(JOB)
Can you write out all of the material below, word for word?

▽

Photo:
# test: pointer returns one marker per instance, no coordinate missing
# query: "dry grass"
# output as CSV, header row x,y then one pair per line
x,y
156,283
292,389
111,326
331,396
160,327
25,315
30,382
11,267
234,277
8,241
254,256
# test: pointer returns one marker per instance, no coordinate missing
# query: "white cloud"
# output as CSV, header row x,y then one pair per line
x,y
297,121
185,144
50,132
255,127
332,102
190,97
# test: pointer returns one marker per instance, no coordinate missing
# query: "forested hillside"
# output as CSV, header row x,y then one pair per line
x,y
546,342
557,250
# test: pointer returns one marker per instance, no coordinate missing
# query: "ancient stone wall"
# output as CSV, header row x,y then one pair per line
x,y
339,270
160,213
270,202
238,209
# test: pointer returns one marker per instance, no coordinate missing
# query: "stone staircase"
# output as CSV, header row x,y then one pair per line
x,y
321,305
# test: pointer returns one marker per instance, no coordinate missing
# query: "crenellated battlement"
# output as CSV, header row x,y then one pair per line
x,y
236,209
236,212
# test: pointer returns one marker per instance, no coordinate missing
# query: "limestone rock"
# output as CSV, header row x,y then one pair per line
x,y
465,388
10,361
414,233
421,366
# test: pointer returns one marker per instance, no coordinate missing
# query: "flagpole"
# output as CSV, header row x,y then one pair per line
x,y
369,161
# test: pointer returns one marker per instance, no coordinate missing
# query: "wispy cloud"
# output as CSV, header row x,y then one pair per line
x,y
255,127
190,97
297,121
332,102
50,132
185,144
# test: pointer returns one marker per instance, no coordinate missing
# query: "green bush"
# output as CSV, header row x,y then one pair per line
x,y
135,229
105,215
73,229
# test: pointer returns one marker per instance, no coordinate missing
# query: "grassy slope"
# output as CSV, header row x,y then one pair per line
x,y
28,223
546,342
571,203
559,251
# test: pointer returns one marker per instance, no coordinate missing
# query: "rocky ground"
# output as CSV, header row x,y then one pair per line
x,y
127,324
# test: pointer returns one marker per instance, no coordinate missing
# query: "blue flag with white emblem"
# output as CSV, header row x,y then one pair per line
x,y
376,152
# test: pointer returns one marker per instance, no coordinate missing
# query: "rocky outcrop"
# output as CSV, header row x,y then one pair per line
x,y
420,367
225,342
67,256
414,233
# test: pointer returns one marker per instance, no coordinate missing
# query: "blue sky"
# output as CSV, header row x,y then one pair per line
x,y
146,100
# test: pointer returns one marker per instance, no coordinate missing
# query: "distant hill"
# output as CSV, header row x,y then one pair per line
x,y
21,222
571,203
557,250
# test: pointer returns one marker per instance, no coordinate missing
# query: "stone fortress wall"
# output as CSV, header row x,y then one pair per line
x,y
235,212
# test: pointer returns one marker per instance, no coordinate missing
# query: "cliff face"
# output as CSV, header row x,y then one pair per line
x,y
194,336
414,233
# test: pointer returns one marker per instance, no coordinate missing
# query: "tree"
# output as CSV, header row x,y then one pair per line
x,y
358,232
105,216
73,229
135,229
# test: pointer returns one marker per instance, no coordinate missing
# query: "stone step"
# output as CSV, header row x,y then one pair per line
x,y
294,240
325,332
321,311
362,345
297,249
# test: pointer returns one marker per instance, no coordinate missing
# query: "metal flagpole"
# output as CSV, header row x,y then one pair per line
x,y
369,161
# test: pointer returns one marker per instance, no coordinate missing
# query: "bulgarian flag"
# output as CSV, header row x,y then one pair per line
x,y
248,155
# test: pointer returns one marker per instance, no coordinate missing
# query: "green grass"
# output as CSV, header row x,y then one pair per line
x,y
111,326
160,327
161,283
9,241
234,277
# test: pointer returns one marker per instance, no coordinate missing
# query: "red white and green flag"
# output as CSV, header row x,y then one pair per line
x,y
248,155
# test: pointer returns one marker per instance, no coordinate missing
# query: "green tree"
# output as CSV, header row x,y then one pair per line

△

(RESULT FOR THIS TASK)
Photo:
# test: pointer returns one marker per instance, no coordinate missing
# query: "dry grass"
# output as CSV, header row x,y then one pair per line
x,y
156,283
292,389
111,326
331,396
160,327
25,315
30,382
11,267
234,277
8,241
254,256
# test: pointer returns one marker per instance, no coordinate missing
# query: "white cloud"
# output as CSV, header row x,y then one pair per line
x,y
297,121
185,144
50,132
255,127
332,102
190,97
# test: pointer returns one marker per instance, no coordinate missing
# query: "forested hillside"
# output as CSV, header row x,y then one pair per line
x,y
546,342
557,250
# test: pointer returns one marker per instance, no coordinate missing
# query: "ancient stone wall"
# output as CSV, header row x,y then one pair per line
x,y
339,270
160,213
270,202
238,209
# test: pointer returns one marker per instance, no coordinate missing
# query: "stone staircase"
# output as CSV, header row x,y then one pair per line
x,y
321,305
# test: pointer returns one marker per instance, no coordinate missing
# query: "crenellated battlement"
# output as CSV, header row x,y then one pair per line
x,y
236,209
236,212
# test: pointer returns one marker per instance, no coordinate missing
# query: "limestone rock"
# output as CSV, header row x,y then one pair per line
x,y
465,388
10,361
414,233
421,366
# test: pointer returns one marker per instance, no coordinate missing
# query: "flagpole"
# output as CSV, header row x,y then one pair per line
x,y
369,161
# test: pointer returns one marker per instance, no coordinate missing
# query: "wispy cloud"
# output as CSV, header row x,y then one pair per line
x,y
255,127
190,97
297,121
332,102
50,132
185,144
# test: pointer returns one marker per instance, no coordinate missing
# query: "green bush"
# output as CSV, header row x,y then one pair per line
x,y
135,229
105,215
73,229
# test: pointer returns one marker per instance, no coordinate missing
# query: "grassy slope"
# output as CSV, header row x,y then one pair per line
x,y
28,223
546,342
571,203
559,251
# test: pointer returns one marker per instance, no coordinate missing
# query: "rocky ground"
# output as CSV, header row x,y then one pair per line
x,y
127,324
# test: pointer returns one marker per instance, no coordinate missing
# query: "blue flag with white emblem"
# output as CSV, header row x,y then one pair per line
x,y
376,152
# test: pointer returns one marker per instance, no coordinate missing
# query: "rocky outcrop"
# output as CSV, header row x,y then one pair per line
x,y
420,367
225,342
67,256
414,233
# test: pointer returns one marker per instance, no coordinate missing
# query: "blue sky"
# output as CSV, header row x,y then one pair per line
x,y
146,100
# test: pointer returns one marker per instance, no coordinate missing
# query: "distant hill"
# output as CSV, header row x,y then one pair per line
x,y
21,222
571,203
557,250
# test: pointer returns one marker per instance, no coordinate missing
# query: "stone fortress wall"
# output as CSV, header row x,y then one pair per line
x,y
235,212
# test: pointer returns one marker per instance, no coordinate missing
# query: "cliff face"
# output as CSV, header row x,y then one pair per line
x,y
194,336
414,233
# test: pointer returns one marker per instance, no coordinate missing
# query: "tree"
# output as CSV, header row x,y then one pair per line
x,y
358,232
105,216
73,229
135,229
# test: pointer returns one marker per instance, no coordinate missing
# query: "stone step"
# output as CSV, header row x,y then one pair per line
x,y
294,240
325,332
321,311
362,345
297,249
# test: pointer returns one marker per instance, no coordinate missing
# query: "metal flagpole"
# output as CSV, header row x,y then one pair per line
x,y
369,161
# test: pointer returns one marker per instance, no coordinate missing
# query: "bulgarian flag"
# output as CSV, header row x,y then one pair per line
x,y
248,155
# test: pointer returns one marker per instance, no coordinate missing
# query: "green grass"
# output as CSV, header row x,y then one pair per line
x,y
111,326
160,327
161,283
9,241
234,277
# test: pointer returns one marker per instance, no coordinate missing
# query: "red white and green flag"
# output as CSV, header row x,y then one pair per line
x,y
248,155
# test: pointer returns one marker per instance, no coordinate missing
# query: "green tree"
# output as CSV, header row x,y then one pair per line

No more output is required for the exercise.